What to do>
Locate each line of the rows below that contains the string "front" and copy it out in full.

Data provided>
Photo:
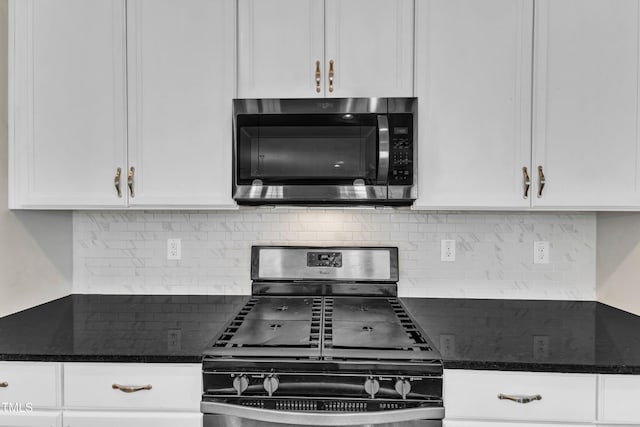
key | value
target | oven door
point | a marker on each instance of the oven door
(224, 415)
(231, 421)
(311, 157)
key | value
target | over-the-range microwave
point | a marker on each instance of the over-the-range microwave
(326, 151)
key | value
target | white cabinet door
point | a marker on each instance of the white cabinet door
(279, 44)
(162, 387)
(556, 397)
(618, 397)
(35, 383)
(473, 82)
(67, 102)
(585, 122)
(181, 56)
(131, 419)
(286, 47)
(24, 418)
(370, 43)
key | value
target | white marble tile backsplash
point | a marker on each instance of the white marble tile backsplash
(125, 252)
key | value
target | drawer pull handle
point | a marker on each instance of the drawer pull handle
(116, 182)
(331, 74)
(318, 76)
(526, 182)
(541, 181)
(519, 399)
(130, 388)
(132, 170)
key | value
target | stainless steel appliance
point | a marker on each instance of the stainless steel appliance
(325, 151)
(323, 341)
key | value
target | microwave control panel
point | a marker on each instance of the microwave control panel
(401, 149)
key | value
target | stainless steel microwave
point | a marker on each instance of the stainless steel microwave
(325, 151)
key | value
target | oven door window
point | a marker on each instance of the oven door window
(307, 149)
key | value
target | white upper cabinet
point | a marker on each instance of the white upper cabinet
(67, 89)
(473, 82)
(181, 56)
(280, 42)
(585, 121)
(325, 48)
(370, 43)
(104, 116)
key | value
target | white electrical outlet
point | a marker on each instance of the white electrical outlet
(174, 250)
(447, 250)
(541, 252)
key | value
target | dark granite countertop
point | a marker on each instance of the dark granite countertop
(553, 336)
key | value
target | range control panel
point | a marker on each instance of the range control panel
(401, 149)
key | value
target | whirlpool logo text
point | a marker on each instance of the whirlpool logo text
(16, 407)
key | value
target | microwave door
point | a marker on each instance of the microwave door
(383, 149)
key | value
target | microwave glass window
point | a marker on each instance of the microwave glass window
(308, 152)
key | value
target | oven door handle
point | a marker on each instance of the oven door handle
(301, 418)
(383, 149)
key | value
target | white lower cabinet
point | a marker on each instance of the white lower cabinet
(473, 396)
(30, 394)
(449, 423)
(618, 397)
(8, 418)
(132, 395)
(132, 386)
(131, 419)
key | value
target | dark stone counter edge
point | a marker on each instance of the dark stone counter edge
(458, 364)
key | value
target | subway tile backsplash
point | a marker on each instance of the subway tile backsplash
(126, 252)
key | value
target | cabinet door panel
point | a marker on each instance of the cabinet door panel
(279, 42)
(34, 383)
(585, 132)
(371, 44)
(565, 398)
(617, 399)
(67, 98)
(181, 83)
(473, 82)
(173, 387)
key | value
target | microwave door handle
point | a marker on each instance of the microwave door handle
(383, 152)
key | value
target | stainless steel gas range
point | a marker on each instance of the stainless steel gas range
(323, 341)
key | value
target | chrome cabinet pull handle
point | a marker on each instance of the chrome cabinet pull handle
(527, 182)
(541, 181)
(130, 388)
(130, 181)
(116, 181)
(318, 76)
(331, 73)
(519, 399)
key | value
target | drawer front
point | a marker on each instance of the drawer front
(564, 397)
(131, 419)
(30, 384)
(164, 386)
(619, 396)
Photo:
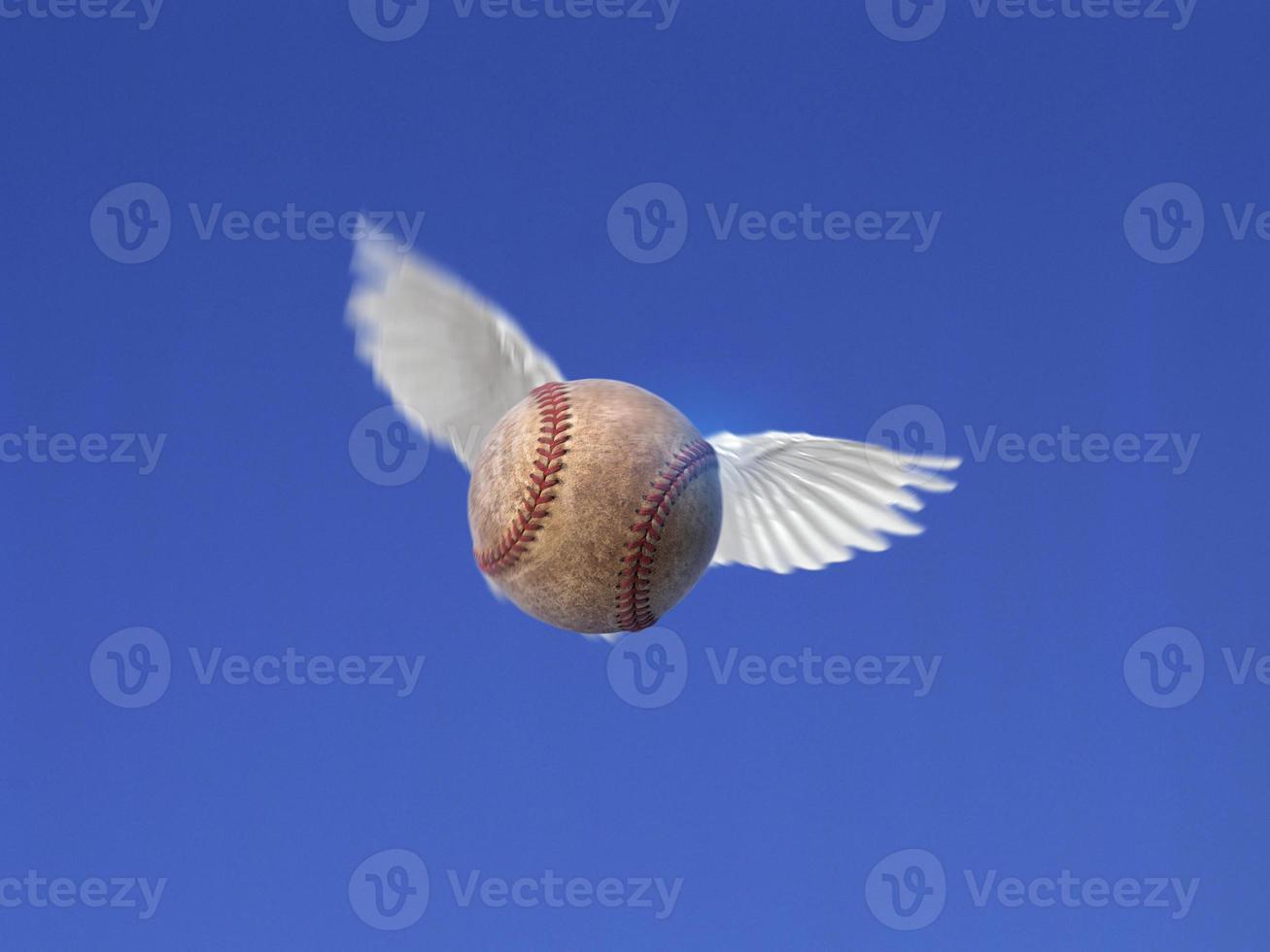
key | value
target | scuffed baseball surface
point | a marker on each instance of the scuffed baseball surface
(595, 505)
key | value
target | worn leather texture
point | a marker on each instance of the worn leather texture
(595, 505)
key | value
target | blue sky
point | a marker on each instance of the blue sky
(1082, 318)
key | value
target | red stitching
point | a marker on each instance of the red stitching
(554, 415)
(634, 582)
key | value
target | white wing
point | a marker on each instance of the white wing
(452, 362)
(791, 500)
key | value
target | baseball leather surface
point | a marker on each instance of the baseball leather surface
(595, 505)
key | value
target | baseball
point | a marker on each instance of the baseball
(595, 505)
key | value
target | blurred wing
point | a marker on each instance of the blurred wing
(452, 362)
(791, 500)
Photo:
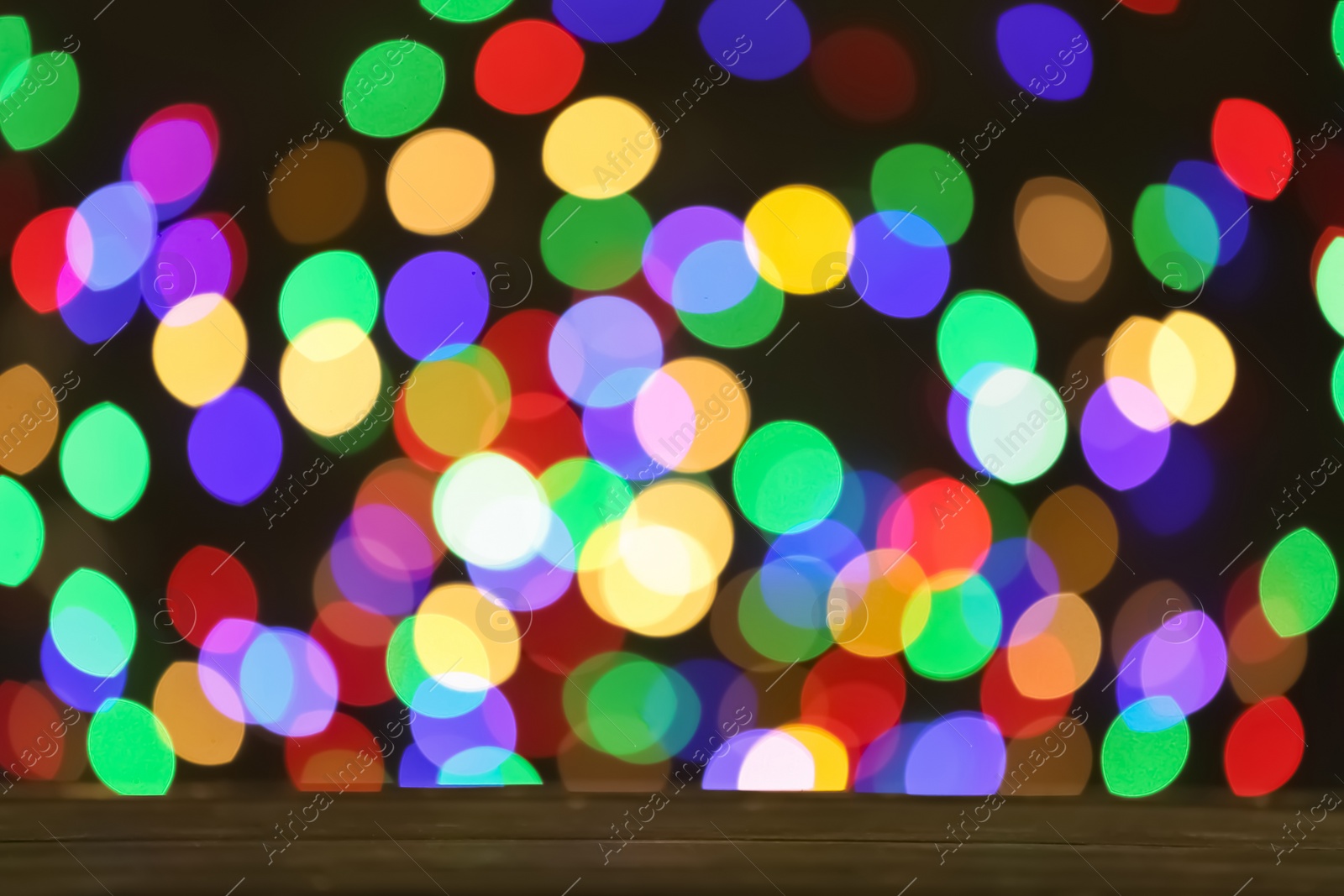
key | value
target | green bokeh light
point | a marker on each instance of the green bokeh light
(1330, 284)
(1299, 584)
(981, 327)
(585, 495)
(39, 97)
(1176, 237)
(1016, 425)
(324, 286)
(595, 244)
(629, 707)
(22, 532)
(105, 461)
(743, 324)
(15, 45)
(464, 9)
(927, 181)
(131, 750)
(1007, 516)
(958, 634)
(1337, 33)
(774, 638)
(788, 474)
(1146, 747)
(487, 768)
(1337, 385)
(92, 624)
(393, 87)
(405, 671)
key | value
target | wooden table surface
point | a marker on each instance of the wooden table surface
(543, 840)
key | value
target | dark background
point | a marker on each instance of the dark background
(1156, 83)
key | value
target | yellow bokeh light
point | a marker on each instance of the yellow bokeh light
(201, 348)
(199, 732)
(459, 405)
(799, 238)
(879, 604)
(329, 376)
(722, 411)
(601, 147)
(1054, 647)
(690, 508)
(1129, 355)
(620, 597)
(828, 755)
(1062, 238)
(1193, 367)
(440, 181)
(461, 637)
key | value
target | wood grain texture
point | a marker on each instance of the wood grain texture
(542, 840)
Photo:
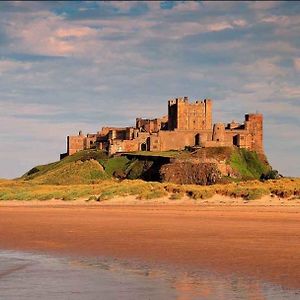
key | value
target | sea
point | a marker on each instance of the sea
(25, 275)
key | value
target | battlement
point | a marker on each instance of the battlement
(187, 124)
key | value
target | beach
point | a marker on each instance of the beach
(262, 242)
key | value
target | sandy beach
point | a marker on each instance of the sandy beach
(260, 241)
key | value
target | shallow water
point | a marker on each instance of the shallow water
(37, 276)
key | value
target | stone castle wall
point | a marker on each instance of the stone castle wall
(187, 124)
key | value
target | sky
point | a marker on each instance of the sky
(70, 66)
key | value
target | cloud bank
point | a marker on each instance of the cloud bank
(66, 66)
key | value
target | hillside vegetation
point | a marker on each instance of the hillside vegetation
(285, 188)
(198, 167)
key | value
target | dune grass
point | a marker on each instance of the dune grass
(248, 164)
(110, 188)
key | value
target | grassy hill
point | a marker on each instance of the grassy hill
(92, 166)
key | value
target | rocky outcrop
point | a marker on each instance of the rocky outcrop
(190, 172)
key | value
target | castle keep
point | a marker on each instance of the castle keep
(187, 124)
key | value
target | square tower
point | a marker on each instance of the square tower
(183, 115)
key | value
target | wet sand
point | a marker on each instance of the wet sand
(263, 242)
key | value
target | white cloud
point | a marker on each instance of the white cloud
(11, 65)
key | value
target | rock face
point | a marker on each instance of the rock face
(187, 172)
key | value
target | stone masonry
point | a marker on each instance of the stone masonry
(186, 125)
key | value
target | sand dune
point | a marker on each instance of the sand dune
(258, 241)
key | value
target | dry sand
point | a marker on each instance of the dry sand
(261, 241)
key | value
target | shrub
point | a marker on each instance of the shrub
(256, 194)
(176, 196)
(271, 174)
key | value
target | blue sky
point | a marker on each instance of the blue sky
(66, 66)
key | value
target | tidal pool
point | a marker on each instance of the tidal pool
(39, 276)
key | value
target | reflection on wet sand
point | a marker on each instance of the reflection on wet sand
(202, 284)
(33, 276)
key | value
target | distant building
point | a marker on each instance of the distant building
(187, 124)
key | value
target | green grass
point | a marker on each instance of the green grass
(81, 156)
(247, 164)
(108, 188)
(114, 164)
(171, 153)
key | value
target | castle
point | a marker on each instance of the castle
(187, 124)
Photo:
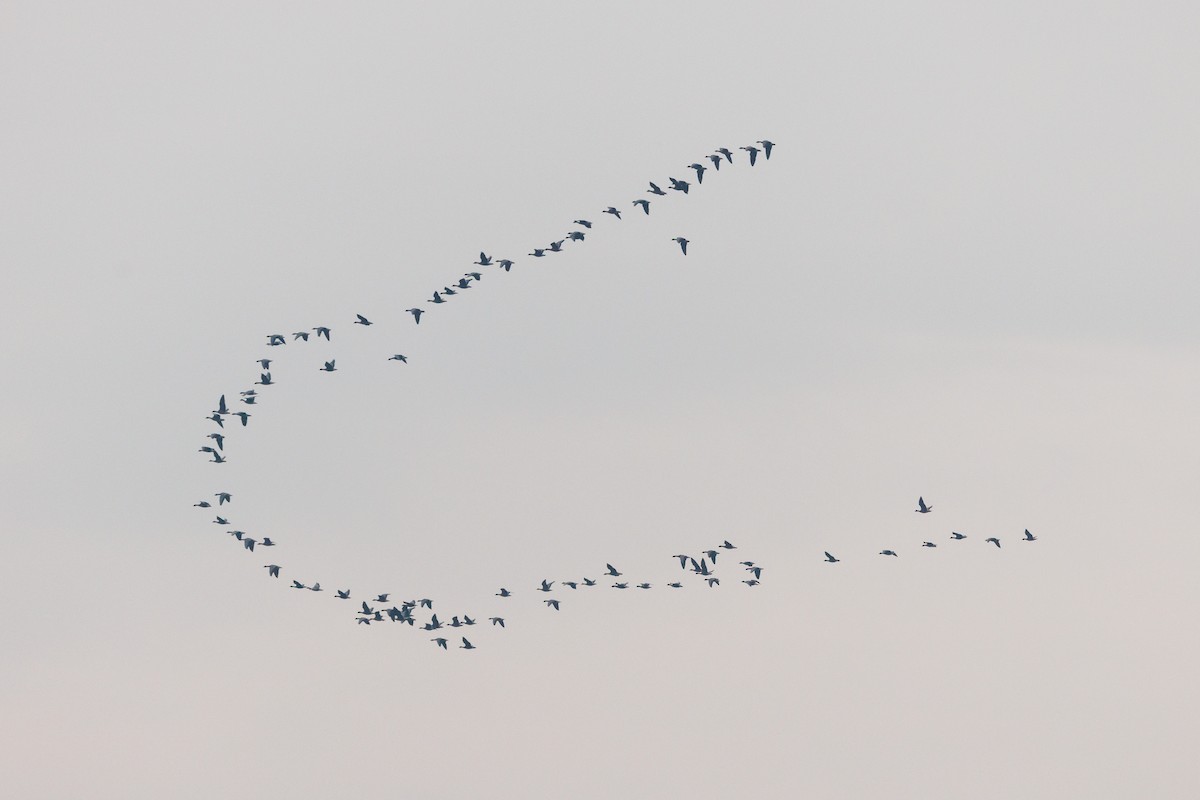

Response below>
target | drawer front
point | a marker on each instance of the drawer front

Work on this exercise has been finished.